→ RECORDS PROVIDED

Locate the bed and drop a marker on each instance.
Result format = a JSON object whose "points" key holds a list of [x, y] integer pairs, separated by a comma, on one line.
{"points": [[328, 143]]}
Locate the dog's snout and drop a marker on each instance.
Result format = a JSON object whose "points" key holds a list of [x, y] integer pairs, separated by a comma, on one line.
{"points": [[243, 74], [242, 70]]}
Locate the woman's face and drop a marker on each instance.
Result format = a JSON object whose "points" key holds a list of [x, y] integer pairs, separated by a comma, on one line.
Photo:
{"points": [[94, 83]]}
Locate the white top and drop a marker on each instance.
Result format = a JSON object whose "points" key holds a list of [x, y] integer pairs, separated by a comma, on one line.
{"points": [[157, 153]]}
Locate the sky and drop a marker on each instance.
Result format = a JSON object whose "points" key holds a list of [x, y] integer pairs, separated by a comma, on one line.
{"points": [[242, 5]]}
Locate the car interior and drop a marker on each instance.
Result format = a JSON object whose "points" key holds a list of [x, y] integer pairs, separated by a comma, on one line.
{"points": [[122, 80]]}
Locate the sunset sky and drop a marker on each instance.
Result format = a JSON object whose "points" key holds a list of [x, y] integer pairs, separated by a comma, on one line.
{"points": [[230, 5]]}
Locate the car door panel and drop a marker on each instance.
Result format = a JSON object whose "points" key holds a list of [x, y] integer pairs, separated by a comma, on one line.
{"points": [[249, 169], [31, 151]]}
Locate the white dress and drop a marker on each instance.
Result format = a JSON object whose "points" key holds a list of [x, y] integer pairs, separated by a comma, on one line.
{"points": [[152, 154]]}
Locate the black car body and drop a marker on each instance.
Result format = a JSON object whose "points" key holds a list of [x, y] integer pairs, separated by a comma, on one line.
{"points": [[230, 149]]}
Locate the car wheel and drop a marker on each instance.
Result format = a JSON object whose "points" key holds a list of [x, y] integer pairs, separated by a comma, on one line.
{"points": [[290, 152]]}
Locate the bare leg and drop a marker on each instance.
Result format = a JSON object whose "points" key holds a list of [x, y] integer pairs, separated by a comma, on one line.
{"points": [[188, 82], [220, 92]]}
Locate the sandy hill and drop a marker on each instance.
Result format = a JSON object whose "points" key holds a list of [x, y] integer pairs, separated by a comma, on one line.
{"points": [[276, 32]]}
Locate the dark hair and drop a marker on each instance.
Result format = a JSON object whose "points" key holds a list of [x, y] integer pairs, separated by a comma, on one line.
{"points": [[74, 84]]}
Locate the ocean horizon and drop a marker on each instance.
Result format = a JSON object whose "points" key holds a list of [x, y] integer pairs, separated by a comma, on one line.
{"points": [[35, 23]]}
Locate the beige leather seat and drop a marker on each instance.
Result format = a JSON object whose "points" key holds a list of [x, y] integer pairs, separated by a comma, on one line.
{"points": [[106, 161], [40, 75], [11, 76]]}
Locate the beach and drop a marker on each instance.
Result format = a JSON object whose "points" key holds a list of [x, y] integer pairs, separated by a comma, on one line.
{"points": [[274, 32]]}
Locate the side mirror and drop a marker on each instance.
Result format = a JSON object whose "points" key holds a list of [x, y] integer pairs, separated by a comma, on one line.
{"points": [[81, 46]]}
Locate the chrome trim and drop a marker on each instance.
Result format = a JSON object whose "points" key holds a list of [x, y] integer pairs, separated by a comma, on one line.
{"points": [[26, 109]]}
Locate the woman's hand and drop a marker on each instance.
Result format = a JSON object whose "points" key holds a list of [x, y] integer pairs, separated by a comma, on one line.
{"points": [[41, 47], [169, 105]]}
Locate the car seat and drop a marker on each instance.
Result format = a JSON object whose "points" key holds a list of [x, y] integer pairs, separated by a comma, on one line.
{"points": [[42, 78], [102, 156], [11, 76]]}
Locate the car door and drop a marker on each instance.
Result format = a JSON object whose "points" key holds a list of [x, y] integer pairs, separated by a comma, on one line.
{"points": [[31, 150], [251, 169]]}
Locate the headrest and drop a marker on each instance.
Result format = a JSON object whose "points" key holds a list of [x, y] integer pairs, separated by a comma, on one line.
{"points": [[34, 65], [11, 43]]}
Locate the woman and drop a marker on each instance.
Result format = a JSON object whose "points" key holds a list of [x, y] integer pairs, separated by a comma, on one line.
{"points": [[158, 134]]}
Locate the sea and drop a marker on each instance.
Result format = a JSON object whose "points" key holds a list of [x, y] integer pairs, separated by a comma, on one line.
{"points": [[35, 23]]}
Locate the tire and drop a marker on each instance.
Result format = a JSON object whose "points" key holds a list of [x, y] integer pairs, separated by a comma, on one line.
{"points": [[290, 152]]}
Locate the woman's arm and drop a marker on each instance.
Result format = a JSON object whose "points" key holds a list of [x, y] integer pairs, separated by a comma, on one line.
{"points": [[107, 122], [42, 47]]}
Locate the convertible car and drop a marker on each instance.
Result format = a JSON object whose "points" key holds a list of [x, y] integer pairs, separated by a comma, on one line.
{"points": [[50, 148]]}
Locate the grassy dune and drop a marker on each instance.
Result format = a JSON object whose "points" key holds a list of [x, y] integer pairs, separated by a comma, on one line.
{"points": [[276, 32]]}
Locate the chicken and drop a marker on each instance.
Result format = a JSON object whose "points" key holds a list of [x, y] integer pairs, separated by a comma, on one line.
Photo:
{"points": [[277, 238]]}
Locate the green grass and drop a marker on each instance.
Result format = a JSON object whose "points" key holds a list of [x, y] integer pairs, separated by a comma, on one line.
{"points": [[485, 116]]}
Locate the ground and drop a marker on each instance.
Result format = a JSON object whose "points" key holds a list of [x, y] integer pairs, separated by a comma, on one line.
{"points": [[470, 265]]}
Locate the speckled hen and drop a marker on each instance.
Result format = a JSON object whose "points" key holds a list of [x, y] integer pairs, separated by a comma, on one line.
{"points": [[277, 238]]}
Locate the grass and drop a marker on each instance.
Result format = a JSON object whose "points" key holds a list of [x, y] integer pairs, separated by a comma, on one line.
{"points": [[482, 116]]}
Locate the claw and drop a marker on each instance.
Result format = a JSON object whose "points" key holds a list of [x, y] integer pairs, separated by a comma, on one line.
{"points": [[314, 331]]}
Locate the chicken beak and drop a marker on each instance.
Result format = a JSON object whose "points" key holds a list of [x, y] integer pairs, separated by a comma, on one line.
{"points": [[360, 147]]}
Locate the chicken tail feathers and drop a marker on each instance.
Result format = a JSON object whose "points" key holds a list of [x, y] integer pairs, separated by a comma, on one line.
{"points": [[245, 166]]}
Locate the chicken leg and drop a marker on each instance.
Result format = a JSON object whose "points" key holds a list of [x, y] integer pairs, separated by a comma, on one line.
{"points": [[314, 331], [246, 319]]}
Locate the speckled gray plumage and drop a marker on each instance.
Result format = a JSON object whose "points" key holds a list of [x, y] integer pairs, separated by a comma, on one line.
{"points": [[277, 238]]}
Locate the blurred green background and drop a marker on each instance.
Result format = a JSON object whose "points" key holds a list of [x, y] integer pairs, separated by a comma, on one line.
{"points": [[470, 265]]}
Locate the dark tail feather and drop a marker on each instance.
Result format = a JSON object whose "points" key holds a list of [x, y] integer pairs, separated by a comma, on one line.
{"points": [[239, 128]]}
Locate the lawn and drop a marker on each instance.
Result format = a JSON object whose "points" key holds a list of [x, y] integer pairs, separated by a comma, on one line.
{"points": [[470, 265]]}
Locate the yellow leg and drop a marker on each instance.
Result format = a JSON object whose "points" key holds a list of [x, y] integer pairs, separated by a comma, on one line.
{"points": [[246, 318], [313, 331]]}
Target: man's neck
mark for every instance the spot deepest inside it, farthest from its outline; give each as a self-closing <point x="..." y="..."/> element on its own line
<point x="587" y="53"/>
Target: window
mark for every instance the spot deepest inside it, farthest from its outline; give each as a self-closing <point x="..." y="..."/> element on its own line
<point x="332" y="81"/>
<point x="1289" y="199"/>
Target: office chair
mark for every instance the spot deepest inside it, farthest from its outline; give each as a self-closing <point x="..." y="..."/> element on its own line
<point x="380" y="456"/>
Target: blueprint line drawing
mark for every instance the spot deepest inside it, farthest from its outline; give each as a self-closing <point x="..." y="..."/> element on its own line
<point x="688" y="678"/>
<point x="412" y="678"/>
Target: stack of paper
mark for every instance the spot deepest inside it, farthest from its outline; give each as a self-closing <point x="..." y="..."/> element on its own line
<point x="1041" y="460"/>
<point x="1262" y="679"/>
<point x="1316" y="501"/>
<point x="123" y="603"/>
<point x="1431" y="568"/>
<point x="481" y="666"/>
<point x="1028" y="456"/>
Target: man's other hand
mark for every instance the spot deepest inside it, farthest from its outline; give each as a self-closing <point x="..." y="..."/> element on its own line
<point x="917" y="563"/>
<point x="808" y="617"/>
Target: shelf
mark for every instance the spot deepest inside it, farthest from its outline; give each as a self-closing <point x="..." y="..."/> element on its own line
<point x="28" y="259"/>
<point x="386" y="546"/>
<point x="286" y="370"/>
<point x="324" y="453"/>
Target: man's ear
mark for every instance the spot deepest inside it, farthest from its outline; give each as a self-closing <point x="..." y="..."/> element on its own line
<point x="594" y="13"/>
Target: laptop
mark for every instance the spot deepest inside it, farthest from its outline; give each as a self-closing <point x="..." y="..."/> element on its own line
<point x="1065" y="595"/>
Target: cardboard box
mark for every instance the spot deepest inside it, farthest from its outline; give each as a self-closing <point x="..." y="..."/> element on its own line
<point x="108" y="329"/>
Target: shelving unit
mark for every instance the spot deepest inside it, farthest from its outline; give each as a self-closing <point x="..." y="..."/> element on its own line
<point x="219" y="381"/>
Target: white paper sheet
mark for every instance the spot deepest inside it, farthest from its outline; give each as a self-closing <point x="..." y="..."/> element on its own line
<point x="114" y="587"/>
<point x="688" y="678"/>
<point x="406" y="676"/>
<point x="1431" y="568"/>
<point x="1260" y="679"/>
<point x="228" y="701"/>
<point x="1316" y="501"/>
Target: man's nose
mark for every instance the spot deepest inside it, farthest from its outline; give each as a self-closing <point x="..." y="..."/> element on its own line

→ PROBLEM REQUIREMENTS
Repeat exactly, and only, the lines from the line with "Target: white paper sheet" through the end of the listing above, both ends included.

→ TASK ANSWER
Target: white paper sheet
mark for every instance the spot deepest inside it, farthest from its outline; give each as a self-closing <point x="..." y="..."/> element on its own line
<point x="114" y="587"/>
<point x="688" y="678"/>
<point x="406" y="676"/>
<point x="1431" y="568"/>
<point x="1260" y="679"/>
<point x="228" y="701"/>
<point x="1316" y="501"/>
Target: man's nose
mark for every instance the spot deepest inside it, farthest from its outline; give each as a self-closing <point x="..." y="..."/> element on its own line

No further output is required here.